DATA FOR THE TASK
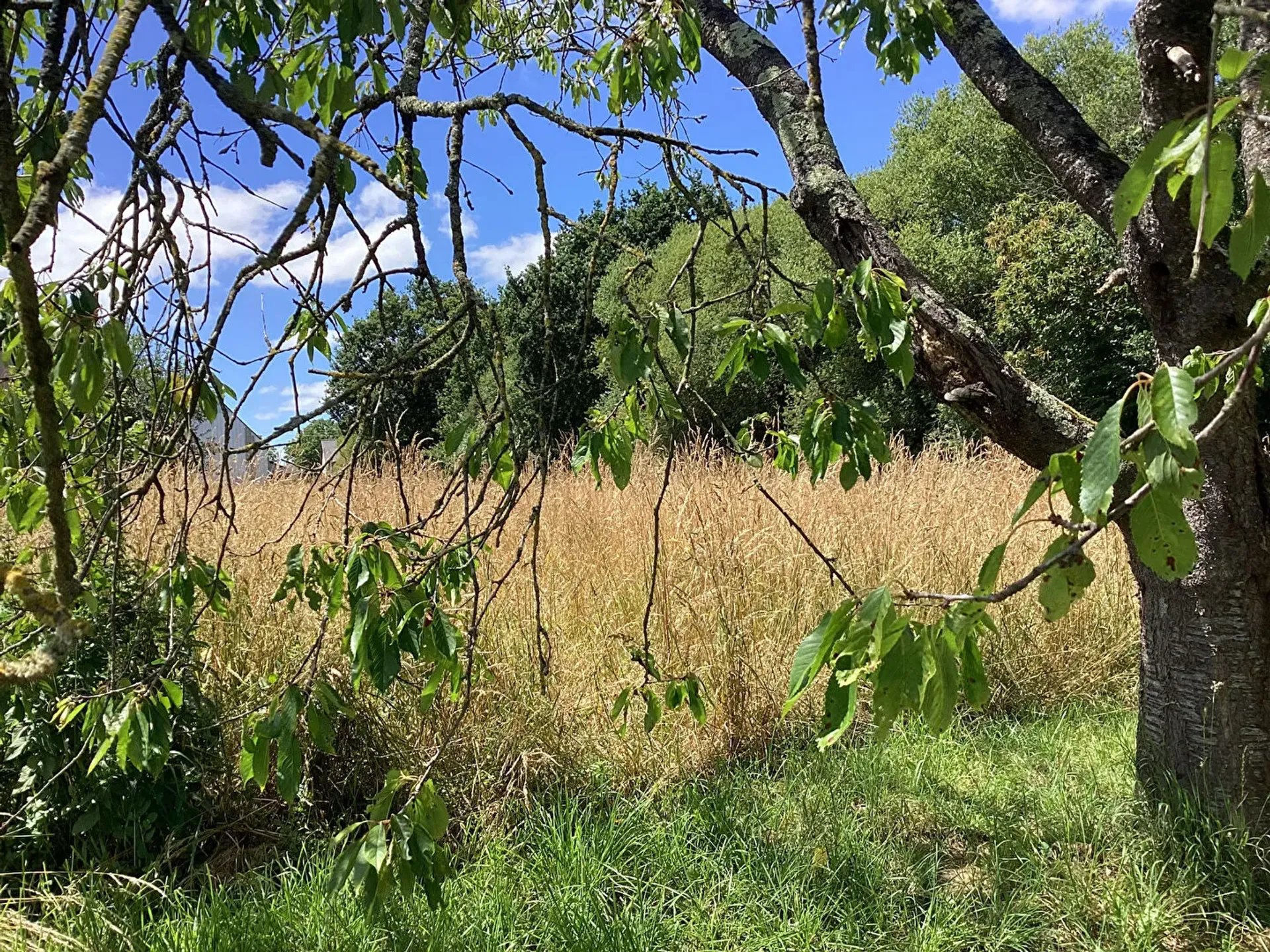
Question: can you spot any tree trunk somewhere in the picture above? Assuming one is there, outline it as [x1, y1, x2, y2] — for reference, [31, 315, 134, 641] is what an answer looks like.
[1133, 400, 1270, 832]
[697, 0, 1270, 832]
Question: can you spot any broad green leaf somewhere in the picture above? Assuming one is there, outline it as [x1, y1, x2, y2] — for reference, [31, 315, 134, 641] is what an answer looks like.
[1191, 132, 1240, 247]
[783, 603, 849, 713]
[643, 688, 661, 734]
[305, 702, 335, 754]
[326, 840, 362, 892]
[1151, 363, 1199, 450]
[922, 628, 961, 734]
[1230, 169, 1270, 280]
[1054, 450, 1082, 519]
[1009, 472, 1054, 526]
[239, 730, 257, 785]
[686, 674, 706, 725]
[278, 734, 304, 803]
[159, 678, 185, 707]
[872, 626, 926, 735]
[1080, 397, 1124, 522]
[816, 655, 859, 750]
[961, 631, 990, 711]
[974, 542, 1006, 595]
[1216, 46, 1256, 83]
[360, 822, 389, 869]
[1111, 119, 1183, 235]
[1037, 536, 1093, 622]
[609, 688, 631, 721]
[838, 456, 860, 490]
[1129, 490, 1199, 581]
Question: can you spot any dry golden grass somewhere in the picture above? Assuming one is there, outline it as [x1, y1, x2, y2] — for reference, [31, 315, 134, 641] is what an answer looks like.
[171, 452, 1136, 807]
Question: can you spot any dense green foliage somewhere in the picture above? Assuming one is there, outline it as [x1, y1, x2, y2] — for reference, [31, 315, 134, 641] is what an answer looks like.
[857, 23, 1152, 418]
[498, 180, 724, 438]
[595, 200, 933, 444]
[330, 179, 724, 444]
[0, 559, 224, 871]
[20, 708, 1267, 952]
[327, 280, 462, 446]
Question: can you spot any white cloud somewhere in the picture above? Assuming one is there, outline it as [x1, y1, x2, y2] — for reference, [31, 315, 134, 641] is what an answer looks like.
[468, 231, 542, 284]
[254, 383, 326, 422]
[992, 0, 1133, 23]
[437, 208, 480, 241]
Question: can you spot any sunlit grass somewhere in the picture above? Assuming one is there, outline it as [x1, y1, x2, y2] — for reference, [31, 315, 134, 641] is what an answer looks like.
[17, 707, 1267, 952]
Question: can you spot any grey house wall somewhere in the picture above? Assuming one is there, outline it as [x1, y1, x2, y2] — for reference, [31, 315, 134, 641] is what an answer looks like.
[194, 416, 275, 483]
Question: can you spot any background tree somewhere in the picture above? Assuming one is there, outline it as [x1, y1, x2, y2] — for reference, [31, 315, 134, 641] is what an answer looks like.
[0, 0, 1270, 905]
[325, 280, 462, 446]
[857, 23, 1153, 418]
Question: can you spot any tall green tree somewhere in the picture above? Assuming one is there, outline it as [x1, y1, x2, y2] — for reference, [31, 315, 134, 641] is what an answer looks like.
[327, 280, 462, 446]
[859, 22, 1153, 418]
[7, 0, 1270, 905]
[498, 177, 724, 438]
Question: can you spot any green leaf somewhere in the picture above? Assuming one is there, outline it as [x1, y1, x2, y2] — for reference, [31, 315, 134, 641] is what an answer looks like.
[326, 840, 362, 892]
[1191, 132, 1240, 247]
[239, 730, 257, 785]
[838, 456, 860, 490]
[305, 701, 335, 754]
[816, 655, 859, 750]
[1080, 397, 1124, 522]
[360, 822, 389, 871]
[1129, 490, 1199, 581]
[872, 626, 926, 735]
[961, 631, 991, 711]
[1052, 450, 1082, 520]
[974, 542, 1006, 595]
[1111, 119, 1183, 235]
[822, 301, 849, 350]
[278, 734, 304, 803]
[1037, 536, 1093, 622]
[685, 674, 706, 726]
[159, 678, 185, 707]
[665, 305, 691, 358]
[1009, 472, 1054, 526]
[384, 0, 405, 40]
[922, 628, 961, 734]
[781, 603, 849, 713]
[609, 688, 631, 721]
[1228, 170, 1270, 280]
[1216, 46, 1256, 83]
[643, 688, 661, 734]
[1151, 364, 1199, 450]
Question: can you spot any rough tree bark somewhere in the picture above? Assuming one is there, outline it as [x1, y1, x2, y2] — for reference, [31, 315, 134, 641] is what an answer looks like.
[698, 0, 1270, 829]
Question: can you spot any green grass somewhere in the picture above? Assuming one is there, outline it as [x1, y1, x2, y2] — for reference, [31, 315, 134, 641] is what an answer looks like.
[10, 709, 1270, 952]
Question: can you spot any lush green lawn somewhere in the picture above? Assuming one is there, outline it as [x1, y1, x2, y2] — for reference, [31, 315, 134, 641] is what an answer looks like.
[17, 709, 1270, 952]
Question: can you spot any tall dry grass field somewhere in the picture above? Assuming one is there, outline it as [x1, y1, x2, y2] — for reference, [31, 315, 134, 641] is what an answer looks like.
[157, 452, 1136, 795]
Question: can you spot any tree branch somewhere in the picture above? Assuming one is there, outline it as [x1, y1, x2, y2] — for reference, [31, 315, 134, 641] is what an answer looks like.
[940, 0, 1129, 232]
[697, 0, 1089, 467]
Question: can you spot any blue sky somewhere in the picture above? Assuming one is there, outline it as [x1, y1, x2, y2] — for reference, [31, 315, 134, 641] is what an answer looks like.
[40, 0, 1130, 433]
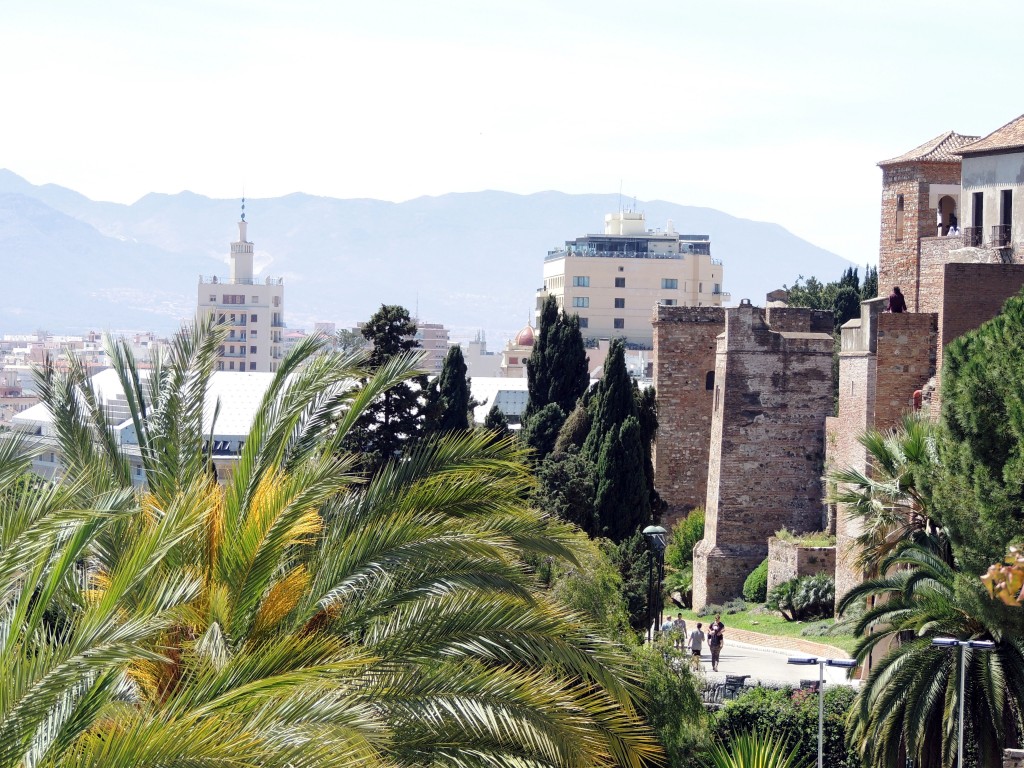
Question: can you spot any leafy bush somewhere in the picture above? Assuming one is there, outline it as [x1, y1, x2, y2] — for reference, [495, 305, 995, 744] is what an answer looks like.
[665, 507, 705, 570]
[634, 642, 711, 768]
[712, 685, 861, 768]
[700, 597, 746, 618]
[766, 573, 836, 622]
[743, 561, 770, 603]
[775, 527, 836, 547]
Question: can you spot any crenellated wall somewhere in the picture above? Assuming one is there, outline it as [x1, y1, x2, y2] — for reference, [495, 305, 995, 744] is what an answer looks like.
[693, 301, 833, 609]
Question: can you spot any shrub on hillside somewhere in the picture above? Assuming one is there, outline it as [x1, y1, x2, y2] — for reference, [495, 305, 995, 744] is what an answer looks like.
[766, 573, 836, 622]
[743, 557, 768, 603]
[665, 507, 705, 570]
[712, 685, 861, 768]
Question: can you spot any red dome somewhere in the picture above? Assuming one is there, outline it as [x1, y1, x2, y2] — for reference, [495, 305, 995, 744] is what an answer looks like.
[515, 325, 534, 347]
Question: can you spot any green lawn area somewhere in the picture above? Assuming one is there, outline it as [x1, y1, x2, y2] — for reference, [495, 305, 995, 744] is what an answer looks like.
[666, 605, 857, 653]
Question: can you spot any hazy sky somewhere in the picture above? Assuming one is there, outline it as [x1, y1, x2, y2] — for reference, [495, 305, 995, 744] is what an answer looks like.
[0, 0, 1024, 268]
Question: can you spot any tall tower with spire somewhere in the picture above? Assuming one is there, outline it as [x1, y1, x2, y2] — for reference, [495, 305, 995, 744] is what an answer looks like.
[197, 198, 285, 373]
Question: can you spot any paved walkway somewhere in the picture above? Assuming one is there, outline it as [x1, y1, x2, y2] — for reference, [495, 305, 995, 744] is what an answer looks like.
[655, 627, 858, 685]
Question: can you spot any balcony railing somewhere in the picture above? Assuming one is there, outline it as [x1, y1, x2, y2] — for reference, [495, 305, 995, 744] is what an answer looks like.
[963, 226, 981, 248]
[992, 224, 1010, 248]
[199, 274, 285, 286]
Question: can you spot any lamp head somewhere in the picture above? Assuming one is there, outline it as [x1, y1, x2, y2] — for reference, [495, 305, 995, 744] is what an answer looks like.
[825, 658, 857, 670]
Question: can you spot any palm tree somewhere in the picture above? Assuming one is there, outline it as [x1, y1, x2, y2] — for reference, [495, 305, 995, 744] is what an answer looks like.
[840, 540, 1024, 768]
[6, 326, 659, 768]
[708, 732, 813, 768]
[828, 413, 949, 574]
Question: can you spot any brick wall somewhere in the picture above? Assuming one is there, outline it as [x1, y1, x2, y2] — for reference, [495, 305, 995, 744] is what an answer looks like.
[693, 302, 833, 609]
[872, 312, 938, 430]
[879, 162, 961, 312]
[652, 306, 725, 523]
[825, 350, 876, 600]
[768, 537, 836, 592]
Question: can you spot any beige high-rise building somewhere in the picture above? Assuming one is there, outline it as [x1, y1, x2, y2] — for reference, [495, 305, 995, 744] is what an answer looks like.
[199, 200, 285, 373]
[537, 211, 729, 348]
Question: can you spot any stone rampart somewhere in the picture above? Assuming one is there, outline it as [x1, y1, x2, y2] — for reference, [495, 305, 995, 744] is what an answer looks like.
[693, 301, 833, 609]
[768, 537, 836, 591]
[652, 305, 725, 523]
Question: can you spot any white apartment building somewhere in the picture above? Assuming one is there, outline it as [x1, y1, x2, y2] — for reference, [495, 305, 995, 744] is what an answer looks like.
[198, 201, 285, 373]
[537, 211, 729, 348]
[413, 319, 449, 376]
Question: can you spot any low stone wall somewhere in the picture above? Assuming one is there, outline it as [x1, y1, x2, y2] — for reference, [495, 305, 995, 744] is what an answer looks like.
[768, 537, 836, 592]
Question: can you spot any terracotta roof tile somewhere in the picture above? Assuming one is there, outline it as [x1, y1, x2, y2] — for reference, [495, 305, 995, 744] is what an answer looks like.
[957, 115, 1024, 155]
[879, 131, 978, 166]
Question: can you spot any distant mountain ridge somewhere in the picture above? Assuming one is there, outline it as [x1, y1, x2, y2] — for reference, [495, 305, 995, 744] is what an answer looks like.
[0, 170, 850, 349]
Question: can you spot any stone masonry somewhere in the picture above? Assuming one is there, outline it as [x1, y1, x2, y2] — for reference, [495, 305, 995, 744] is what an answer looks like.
[768, 537, 836, 592]
[693, 300, 833, 610]
[652, 305, 725, 524]
[879, 159, 961, 312]
[825, 299, 937, 599]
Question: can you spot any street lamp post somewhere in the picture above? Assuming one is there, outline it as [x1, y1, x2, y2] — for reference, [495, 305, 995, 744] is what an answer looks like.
[932, 637, 995, 768]
[643, 525, 669, 642]
[786, 656, 857, 768]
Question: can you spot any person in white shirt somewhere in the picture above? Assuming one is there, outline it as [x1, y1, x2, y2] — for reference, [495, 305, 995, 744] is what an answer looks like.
[687, 622, 705, 669]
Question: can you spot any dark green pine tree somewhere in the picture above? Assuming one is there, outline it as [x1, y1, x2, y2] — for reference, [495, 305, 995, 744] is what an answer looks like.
[583, 339, 637, 464]
[344, 304, 427, 474]
[523, 296, 590, 434]
[933, 292, 1024, 573]
[594, 416, 651, 542]
[483, 403, 509, 437]
[522, 402, 565, 464]
[424, 344, 471, 434]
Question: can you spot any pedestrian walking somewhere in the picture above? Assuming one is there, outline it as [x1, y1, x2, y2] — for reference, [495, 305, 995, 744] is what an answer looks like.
[672, 613, 686, 648]
[688, 622, 705, 670]
[708, 613, 725, 672]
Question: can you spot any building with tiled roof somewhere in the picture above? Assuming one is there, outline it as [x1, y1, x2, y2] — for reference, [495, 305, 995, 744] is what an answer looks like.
[958, 115, 1024, 157]
[879, 131, 978, 168]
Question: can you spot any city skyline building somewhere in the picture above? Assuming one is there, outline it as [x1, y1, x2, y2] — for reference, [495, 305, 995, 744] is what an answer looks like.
[197, 198, 285, 373]
[536, 211, 729, 349]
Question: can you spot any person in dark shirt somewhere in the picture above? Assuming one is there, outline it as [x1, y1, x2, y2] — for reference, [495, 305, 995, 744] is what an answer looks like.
[886, 286, 906, 312]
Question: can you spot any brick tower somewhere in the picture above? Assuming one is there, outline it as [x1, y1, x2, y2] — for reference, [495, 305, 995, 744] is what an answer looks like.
[652, 304, 725, 525]
[693, 299, 834, 610]
[879, 131, 977, 312]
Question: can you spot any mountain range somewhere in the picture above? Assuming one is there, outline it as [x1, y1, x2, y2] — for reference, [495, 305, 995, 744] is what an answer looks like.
[0, 170, 851, 349]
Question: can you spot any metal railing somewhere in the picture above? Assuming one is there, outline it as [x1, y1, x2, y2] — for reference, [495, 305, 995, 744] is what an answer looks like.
[992, 224, 1010, 248]
[961, 226, 981, 248]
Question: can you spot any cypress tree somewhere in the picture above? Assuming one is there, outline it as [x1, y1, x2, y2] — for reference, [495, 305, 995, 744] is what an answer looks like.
[523, 296, 590, 422]
[583, 339, 637, 464]
[933, 292, 1024, 573]
[483, 403, 509, 437]
[426, 344, 470, 433]
[594, 416, 650, 542]
[344, 304, 427, 474]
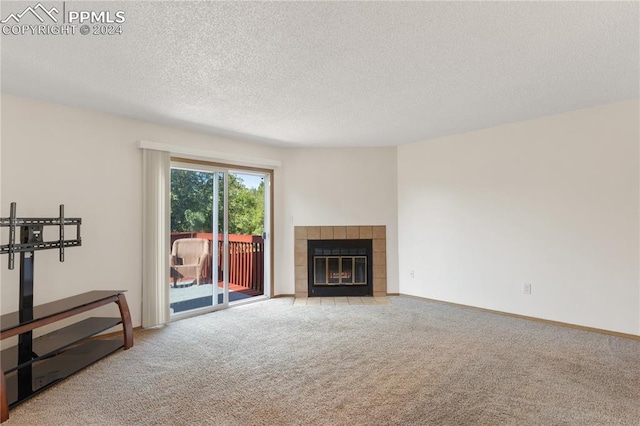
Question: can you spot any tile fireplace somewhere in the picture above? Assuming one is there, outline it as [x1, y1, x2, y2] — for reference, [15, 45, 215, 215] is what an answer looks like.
[294, 225, 387, 297]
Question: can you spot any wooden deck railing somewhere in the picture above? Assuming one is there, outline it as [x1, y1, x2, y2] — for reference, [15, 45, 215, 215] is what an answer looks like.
[171, 232, 264, 293]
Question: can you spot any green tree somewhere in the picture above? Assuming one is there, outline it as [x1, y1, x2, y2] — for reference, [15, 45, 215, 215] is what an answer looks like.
[171, 169, 264, 235]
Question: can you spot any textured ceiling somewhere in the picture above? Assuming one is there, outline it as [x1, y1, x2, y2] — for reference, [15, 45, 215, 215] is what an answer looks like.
[1, 2, 640, 146]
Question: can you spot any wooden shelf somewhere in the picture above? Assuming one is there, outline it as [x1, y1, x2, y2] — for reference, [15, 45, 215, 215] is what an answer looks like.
[6, 340, 124, 408]
[0, 317, 122, 375]
[0, 291, 133, 422]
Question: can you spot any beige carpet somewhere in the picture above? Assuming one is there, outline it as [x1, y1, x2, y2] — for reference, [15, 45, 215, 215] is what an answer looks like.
[6, 297, 640, 426]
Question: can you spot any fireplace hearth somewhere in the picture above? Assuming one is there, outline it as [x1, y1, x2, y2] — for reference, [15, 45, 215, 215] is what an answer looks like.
[307, 239, 373, 297]
[294, 225, 387, 297]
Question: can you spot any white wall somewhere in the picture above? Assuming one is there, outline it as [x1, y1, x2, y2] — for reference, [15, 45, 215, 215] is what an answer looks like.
[0, 94, 398, 326]
[280, 147, 398, 294]
[398, 100, 640, 335]
[0, 94, 282, 326]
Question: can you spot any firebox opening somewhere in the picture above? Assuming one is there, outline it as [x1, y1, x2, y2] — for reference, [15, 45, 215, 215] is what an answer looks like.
[307, 240, 373, 297]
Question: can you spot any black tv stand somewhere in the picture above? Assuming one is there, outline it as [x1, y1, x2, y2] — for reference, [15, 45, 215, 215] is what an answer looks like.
[0, 203, 133, 422]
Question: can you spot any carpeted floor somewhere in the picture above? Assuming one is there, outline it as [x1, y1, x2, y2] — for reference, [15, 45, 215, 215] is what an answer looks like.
[5, 297, 640, 426]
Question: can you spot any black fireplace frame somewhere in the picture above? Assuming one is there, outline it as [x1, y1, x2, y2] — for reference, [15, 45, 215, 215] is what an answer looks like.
[307, 239, 373, 297]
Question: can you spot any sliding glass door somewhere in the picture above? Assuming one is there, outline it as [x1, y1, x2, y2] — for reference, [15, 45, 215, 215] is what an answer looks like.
[169, 162, 270, 316]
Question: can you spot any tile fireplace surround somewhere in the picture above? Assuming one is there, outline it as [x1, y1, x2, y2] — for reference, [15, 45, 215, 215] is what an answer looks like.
[294, 225, 387, 297]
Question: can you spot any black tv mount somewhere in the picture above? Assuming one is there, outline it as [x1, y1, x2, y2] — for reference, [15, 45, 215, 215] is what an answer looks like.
[0, 203, 82, 269]
[0, 203, 82, 399]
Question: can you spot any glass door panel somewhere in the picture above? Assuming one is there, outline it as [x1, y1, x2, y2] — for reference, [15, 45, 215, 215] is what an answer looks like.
[228, 172, 268, 302]
[169, 166, 224, 315]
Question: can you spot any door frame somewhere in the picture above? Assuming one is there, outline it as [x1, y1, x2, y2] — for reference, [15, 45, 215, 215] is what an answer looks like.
[170, 156, 275, 321]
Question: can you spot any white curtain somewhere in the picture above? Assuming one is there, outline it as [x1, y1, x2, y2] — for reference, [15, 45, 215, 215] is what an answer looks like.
[142, 149, 171, 328]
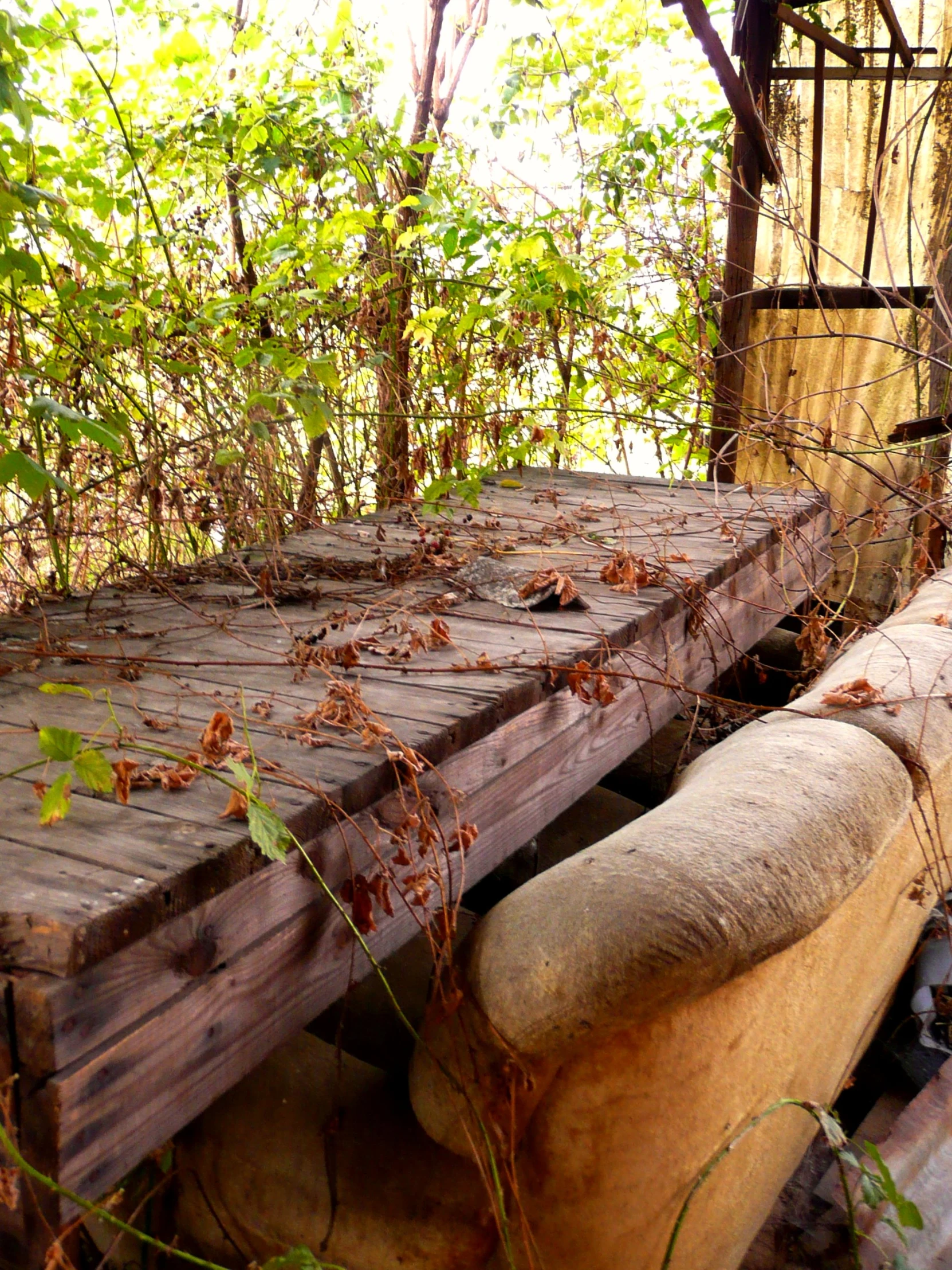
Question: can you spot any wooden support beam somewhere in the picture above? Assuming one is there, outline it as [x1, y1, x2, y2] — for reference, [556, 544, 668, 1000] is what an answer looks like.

WHAT IS BEING ASKED
Reproduce verbatim every row from the beginning of the rows up to and including the line containing "[171, 452, 1136, 807]". Omit the pictures from your reproduction.

SOLUTION
Question: can you spot any tree trunk somewhere in the picture above? Assuming one is there, outline it as [x1, y1, x2, y2] — for reference, [31, 315, 134, 641] is what an answer looks like.
[1133, 400, 1270, 832]
[697, 0, 1270, 832]
Question: can you spot any broad green leaf somewhere in the picture above? Assuming one is there, outline it as [x1, y1, x2, y2] — for reference, [31, 315, 134, 641] is what an answer looks like.
[1191, 132, 1240, 247]
[783, 603, 849, 713]
[643, 688, 661, 734]
[305, 702, 335, 754]
[326, 840, 362, 892]
[1151, 363, 1199, 450]
[922, 628, 961, 734]
[1230, 169, 1270, 280]
[1054, 450, 1082, 519]
[1009, 472, 1054, 526]
[239, 730, 257, 785]
[686, 674, 706, 725]
[278, 734, 304, 803]
[159, 678, 185, 707]
[872, 626, 926, 735]
[1080, 397, 1124, 522]
[816, 655, 859, 750]
[961, 631, 990, 711]
[974, 542, 1006, 595]
[1216, 46, 1256, 83]
[360, 822, 389, 869]
[1111, 119, 1183, 235]
[1037, 536, 1093, 622]
[609, 688, 631, 721]
[838, 456, 860, 490]
[1129, 490, 1199, 581]
Question: can you spot any dry golden grass somewhere in the picture above? Assuming one is there, outline it as [x1, y1, x2, y2] — for reference, [31, 315, 134, 641] is what an answer looks like.
[171, 452, 1136, 807]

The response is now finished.